— Start of SUPPLIED MATERIAL —

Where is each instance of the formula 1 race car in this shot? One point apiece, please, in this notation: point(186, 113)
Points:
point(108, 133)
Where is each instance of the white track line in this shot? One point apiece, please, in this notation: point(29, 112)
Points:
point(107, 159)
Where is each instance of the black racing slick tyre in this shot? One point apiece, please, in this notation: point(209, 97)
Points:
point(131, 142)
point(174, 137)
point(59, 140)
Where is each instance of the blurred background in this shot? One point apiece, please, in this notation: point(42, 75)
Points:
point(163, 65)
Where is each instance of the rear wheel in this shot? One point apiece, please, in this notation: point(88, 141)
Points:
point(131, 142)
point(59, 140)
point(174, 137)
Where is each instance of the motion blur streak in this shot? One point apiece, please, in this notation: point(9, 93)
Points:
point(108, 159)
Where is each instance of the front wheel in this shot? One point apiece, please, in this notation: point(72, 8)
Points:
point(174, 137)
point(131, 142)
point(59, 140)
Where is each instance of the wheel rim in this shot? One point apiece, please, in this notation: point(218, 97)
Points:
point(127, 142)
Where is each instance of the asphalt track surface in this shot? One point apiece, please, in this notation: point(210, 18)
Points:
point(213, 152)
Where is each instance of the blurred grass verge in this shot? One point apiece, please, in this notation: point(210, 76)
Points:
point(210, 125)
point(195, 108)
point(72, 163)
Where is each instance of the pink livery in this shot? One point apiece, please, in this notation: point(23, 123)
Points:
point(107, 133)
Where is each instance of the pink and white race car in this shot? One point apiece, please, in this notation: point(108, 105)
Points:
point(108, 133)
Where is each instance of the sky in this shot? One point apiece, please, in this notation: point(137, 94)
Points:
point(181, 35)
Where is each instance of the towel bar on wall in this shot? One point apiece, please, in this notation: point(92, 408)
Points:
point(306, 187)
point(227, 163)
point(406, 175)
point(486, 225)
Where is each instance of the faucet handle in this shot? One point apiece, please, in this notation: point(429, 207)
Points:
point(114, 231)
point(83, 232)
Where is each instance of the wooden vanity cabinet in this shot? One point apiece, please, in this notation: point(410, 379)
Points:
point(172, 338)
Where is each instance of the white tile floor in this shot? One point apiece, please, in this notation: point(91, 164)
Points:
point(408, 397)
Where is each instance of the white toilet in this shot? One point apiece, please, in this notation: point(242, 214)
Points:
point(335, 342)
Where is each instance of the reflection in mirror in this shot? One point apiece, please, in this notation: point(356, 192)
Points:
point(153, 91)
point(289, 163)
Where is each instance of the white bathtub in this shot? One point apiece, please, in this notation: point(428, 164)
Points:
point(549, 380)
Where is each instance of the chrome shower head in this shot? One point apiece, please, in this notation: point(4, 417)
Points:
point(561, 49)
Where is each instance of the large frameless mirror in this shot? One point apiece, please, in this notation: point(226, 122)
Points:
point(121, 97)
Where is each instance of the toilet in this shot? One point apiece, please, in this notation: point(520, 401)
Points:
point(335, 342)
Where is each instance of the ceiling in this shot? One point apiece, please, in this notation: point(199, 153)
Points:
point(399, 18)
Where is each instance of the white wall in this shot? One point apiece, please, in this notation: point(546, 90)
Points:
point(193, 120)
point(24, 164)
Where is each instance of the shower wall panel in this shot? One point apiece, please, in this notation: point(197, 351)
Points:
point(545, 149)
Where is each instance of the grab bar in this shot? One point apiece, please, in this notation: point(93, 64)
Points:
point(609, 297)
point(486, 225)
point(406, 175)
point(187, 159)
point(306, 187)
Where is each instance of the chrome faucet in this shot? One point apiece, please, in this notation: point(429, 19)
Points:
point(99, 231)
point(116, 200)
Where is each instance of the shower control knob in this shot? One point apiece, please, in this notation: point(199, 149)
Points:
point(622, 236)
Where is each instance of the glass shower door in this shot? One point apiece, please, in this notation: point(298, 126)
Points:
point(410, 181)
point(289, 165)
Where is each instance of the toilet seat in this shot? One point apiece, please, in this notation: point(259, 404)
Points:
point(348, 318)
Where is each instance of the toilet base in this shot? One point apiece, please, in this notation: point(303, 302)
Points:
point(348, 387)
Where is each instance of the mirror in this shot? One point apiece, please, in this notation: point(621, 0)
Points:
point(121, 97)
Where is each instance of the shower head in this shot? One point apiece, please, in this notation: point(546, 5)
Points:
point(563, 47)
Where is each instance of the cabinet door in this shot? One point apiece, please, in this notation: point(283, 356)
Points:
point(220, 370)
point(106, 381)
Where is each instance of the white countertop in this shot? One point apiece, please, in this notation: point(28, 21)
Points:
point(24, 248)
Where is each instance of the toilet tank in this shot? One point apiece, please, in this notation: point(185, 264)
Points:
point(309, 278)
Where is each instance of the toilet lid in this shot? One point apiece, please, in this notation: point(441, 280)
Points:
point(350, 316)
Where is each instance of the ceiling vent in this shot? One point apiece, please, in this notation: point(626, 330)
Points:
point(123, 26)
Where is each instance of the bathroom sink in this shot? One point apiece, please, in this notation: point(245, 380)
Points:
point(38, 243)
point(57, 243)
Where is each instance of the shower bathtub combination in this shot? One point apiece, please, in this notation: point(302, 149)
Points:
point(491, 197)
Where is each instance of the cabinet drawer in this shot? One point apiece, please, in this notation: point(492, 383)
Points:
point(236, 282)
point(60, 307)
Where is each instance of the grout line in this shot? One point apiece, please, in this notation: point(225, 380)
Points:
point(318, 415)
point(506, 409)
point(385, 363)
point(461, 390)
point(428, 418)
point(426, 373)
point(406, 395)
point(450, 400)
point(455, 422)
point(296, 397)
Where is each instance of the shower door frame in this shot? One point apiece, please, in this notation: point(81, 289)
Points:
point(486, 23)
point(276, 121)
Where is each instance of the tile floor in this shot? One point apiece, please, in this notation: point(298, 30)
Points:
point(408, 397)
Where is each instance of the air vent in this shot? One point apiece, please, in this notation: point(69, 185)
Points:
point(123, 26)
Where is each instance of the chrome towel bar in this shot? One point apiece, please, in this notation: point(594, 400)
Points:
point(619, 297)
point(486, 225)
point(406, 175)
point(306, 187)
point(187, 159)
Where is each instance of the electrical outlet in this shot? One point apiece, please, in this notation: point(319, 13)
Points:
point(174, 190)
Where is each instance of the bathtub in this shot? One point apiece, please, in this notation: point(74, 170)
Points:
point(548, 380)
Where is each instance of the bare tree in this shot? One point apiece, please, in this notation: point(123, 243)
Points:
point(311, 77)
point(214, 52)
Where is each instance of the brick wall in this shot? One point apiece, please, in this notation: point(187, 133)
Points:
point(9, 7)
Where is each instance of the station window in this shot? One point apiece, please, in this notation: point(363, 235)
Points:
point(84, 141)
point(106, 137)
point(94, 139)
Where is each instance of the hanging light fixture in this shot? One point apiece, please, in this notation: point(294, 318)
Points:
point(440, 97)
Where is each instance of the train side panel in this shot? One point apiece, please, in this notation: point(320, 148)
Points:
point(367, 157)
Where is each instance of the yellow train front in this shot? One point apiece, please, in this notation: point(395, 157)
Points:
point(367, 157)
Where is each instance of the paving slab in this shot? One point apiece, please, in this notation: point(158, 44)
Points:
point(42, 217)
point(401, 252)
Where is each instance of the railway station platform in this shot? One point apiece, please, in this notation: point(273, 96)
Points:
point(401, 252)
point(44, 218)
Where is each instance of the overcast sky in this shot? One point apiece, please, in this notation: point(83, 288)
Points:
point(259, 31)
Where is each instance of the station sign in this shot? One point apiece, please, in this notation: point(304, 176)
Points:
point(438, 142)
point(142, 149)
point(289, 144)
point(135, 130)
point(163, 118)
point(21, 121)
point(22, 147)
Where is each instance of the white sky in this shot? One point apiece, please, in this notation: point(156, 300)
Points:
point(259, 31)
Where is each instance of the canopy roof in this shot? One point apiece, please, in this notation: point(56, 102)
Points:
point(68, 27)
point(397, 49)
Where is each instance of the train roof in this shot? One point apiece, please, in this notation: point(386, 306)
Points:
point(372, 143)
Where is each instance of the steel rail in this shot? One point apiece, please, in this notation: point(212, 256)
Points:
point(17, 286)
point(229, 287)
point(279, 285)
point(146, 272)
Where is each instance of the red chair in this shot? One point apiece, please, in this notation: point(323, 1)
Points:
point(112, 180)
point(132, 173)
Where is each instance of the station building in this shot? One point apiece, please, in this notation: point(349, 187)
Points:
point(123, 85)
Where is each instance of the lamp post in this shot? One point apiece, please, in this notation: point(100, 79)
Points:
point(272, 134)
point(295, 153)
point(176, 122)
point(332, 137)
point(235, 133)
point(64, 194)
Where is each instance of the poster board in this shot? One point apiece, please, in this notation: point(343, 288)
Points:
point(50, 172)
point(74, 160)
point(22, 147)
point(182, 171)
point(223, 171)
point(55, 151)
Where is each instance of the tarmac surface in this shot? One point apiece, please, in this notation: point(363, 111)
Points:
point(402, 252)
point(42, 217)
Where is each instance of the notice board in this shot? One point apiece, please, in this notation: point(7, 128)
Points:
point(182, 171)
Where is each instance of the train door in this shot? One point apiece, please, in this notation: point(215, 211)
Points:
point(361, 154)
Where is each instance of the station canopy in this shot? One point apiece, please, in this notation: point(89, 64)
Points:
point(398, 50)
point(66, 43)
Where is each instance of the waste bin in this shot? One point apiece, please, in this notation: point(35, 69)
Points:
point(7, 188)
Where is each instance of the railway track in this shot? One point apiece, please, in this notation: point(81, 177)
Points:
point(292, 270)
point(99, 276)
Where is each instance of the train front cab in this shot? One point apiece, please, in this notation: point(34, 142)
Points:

— End of SUPPLIED MATERIAL —

## YOUR TASK
Copy out the items word for word, starting at the line that contains "Where is each instance of the air" and ending at the line that contains "point(44, 218)", with both of those lines included.

## ANSWER BELOW
Where is each instance of the air vent in this shot? One point apiece, please, in this notation: point(69, 185)
Points:
point(123, 26)
Where is each instance of the chrome towel bar in this shot? One point apiece, please, in this notation: point(594, 400)
Points:
point(619, 297)
point(486, 225)
point(406, 175)
point(306, 187)
point(187, 159)
Where is each instance of the electrical outlet in this shot? One point apiece, please, in this notation: point(319, 13)
Points:
point(174, 190)
Where is each instance of the bathtub in this shot? One point apiece, please, in this notation: point(74, 170)
Points:
point(548, 380)
Where is each instance of the bare tree in this shot? One point apiece, please, in this notation: point(123, 243)
Points:
point(311, 77)
point(214, 52)
Where is each instance of the brick wall in this shot? One point apiece, please, in this notation: point(187, 133)
Points:
point(9, 7)
Where is each instance of the station window in this shot? One point apiece, please, in this notation: point(363, 235)
Points:
point(84, 141)
point(106, 137)
point(94, 139)
Where is each instance of the hanging light fixture in this shot? One point apiece, please, in this notation: point(294, 318)
Points:
point(440, 97)
Where is each instance of the train side panel in this shot? One point apiece, please, in this notation: point(320, 148)
Points:
point(367, 157)
Where is each instance of the yellow train front in this shot? One point apiece, please, in this notation: point(395, 157)
Points:
point(367, 157)
Where is each instance of the paving slab in this shot? One point apiece, please, in this notation: point(158, 44)
Points:
point(42, 217)
point(401, 252)
Where is each instance of the railway station platform in this shot? One point apiece, please, in this notation: point(273, 96)
Points:
point(401, 252)
point(44, 218)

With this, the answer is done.